What is required:
Continue the text about the mining unions backing the resource rent tax, picking up after its last sentence. Leave the data that follows it alone.

Page text:
-*-*-
Australia's two dominant mining unions have come out in support of the Federal Government's resource rent tax and will campaign together to ensure that this important result of the Henry Tax Review helps rather than hinders the development of regional and remote Australia.

 “ Neither the AWU or the CFMEU will stand by and allow Big Mining to run a scare campaign which hurts the job prospects of our memberships,” the Australian Workers’ Union National Secretary, Paul Howes, said today.

Infrastructure spending to improve productivity and family lifestyles

 “ To ensure that the resource rent tax is a plus we want to see a high level Task Force established very quickly to talk about the types of social infrastructure that regional and remote Australia needs – and how a tax on the super profits of the mining industry can pay for this infrastructure,” Tony Maher, the CFMEU national president said.

 Both the AWU and the CFMEU have for some time been concerned about the development of a fly-in fly-out work culture which people in the resource sector are forced to accept.

 “ This type of work culture dominating our industries is not good for families, and not good for workplace productivity,” Paul Howes said.

Support new economic opportunities away from big cities of south-east Australia

 “ We want to see top level decision-making which will see the spending on quality infrastructure for hospitals, schools and affordable housing in remote Australia which will not only allow families to  establish strong roots in the regions – but also support new economic development away from the big cities of south-east Australia.”

 The two unions are also keen on seeing resource tax dollars spent on the training and upskilling of Australians, to take on the rapid  expansion of resource jobs.
-*-*-
The data:
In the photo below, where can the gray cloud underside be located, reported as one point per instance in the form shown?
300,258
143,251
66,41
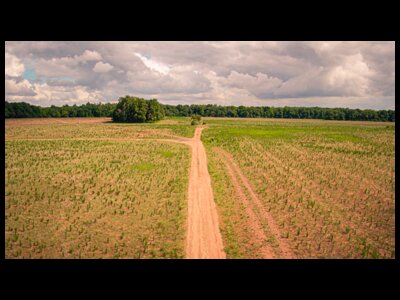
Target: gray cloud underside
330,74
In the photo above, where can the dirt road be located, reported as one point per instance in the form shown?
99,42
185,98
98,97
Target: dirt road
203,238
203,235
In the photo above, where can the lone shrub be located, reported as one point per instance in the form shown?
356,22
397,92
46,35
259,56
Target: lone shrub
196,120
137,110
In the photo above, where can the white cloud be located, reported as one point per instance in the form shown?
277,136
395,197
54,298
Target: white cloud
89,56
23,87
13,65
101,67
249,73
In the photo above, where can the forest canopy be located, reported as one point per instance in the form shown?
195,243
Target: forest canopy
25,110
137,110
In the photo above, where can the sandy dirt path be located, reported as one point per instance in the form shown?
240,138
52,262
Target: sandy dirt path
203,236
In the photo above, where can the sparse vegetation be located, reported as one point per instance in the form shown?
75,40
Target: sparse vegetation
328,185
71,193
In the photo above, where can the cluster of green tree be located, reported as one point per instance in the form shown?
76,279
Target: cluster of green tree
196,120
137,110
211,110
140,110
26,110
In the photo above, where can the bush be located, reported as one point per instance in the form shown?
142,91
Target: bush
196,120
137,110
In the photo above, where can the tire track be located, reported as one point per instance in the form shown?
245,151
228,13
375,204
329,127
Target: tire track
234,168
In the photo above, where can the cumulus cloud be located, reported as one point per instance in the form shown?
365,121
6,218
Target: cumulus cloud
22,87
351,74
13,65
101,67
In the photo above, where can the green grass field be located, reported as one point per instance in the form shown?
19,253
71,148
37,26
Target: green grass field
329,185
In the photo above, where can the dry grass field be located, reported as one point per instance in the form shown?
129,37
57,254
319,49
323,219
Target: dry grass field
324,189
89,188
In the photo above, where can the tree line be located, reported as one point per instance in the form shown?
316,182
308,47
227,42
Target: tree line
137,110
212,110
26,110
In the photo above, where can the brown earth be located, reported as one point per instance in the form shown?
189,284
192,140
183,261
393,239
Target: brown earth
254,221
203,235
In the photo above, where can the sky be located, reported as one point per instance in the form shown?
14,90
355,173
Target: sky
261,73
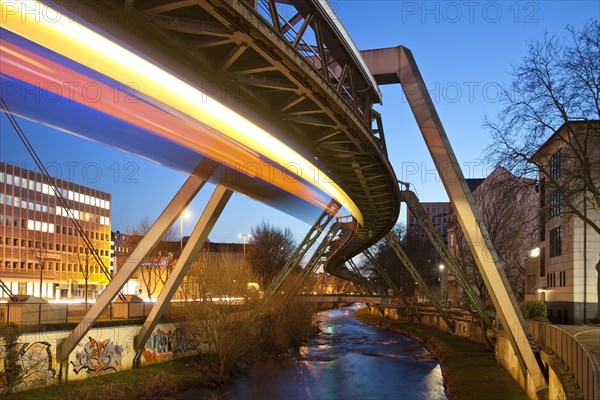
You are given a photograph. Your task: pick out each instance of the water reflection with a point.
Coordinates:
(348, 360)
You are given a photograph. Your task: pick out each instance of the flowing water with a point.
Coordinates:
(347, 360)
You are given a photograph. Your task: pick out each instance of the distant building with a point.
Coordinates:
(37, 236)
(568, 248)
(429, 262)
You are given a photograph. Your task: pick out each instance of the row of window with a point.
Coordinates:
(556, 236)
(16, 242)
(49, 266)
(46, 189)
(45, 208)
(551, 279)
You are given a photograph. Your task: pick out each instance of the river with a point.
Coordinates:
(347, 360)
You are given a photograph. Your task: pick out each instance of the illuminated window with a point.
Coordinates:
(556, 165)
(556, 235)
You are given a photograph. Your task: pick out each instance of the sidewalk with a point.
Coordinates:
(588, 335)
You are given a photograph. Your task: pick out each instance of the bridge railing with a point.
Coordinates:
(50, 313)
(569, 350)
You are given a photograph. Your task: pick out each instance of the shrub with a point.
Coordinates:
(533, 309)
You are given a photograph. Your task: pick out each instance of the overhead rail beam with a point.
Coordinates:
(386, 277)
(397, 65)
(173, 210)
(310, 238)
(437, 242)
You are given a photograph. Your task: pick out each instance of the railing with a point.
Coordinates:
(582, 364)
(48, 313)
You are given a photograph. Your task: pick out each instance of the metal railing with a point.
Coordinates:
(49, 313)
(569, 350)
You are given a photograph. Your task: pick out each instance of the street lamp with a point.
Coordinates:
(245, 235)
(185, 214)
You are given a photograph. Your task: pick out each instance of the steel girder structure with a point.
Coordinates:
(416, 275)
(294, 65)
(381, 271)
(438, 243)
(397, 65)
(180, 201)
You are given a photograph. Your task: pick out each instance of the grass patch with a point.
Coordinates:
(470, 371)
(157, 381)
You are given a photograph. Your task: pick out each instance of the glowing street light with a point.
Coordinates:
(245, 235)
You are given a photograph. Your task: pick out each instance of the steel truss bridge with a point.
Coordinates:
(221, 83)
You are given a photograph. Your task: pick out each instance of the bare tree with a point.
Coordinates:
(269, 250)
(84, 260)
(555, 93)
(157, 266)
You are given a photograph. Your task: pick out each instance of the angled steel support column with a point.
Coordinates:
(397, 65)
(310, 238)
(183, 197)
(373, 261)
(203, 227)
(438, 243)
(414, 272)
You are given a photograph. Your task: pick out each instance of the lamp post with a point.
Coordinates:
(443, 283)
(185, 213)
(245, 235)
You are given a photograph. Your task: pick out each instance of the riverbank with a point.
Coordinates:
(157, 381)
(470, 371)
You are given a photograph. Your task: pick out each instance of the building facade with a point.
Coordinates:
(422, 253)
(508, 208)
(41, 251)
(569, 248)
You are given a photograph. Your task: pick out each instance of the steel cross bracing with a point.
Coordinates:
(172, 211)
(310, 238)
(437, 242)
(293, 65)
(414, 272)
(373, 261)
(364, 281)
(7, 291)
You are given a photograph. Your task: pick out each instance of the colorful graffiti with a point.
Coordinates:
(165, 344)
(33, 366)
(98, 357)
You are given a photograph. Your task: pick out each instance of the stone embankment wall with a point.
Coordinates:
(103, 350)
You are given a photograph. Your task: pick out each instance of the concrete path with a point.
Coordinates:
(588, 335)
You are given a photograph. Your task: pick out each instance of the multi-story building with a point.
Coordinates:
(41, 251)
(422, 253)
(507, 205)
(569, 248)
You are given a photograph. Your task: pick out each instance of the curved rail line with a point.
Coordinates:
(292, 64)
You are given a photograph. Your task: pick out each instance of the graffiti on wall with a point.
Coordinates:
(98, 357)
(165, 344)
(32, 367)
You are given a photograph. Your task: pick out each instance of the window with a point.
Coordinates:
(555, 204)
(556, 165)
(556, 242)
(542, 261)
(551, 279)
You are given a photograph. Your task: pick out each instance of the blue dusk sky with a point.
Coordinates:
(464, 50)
-*-*-
Exercise answer:
 “ We want jobs and training opportunities to be made available for the many indigenous communities in remote Australia who are locked out of resource sector work. We also want job opportunities for our young people, who could work in the mining industry and associated sectors if only the training was made available,” Tony Maher said.

 “ The new resource super tax should also provide more incentive for miners to undertake local processing – thus providing more support for the creation of new job opportunities in our manufacturing base -  in particular for alumina, aluminum and steel,” Paul Howes said.

Improve long-term futures and opportunities for marginal miners

 Tony Maher and Paul Howes said they want to work with marginal mines who feel their futures might be affected by the change in tax arrangements.

 “ Certainly our advice is that the super profit tax improves opportunities for marginal companies in the mining sector – this will improve their economics and improve the job security of our members.

 “ This tax will enable more projects to go ahead and allow older, high cost operations to stay in business – all of that is a positive for Australian job creation,” Tony Maher said.

 “ Our two unions are confident that we can ensure marginal mines can be secured – and we will ask for a long and detailed consultation period so we can deliver to this sector,” Paul Howes said.

Resource rent tax improves the return to the Australian community

 “ A resource rent tax will improve the return to the Australian community on our non-renewable resources rather than relying on royalties which have actually declined in recent years,” Paul Howes said.

 “ The Federal Government’s proposals are actually in line with other leading economies who have a significant resource sector.”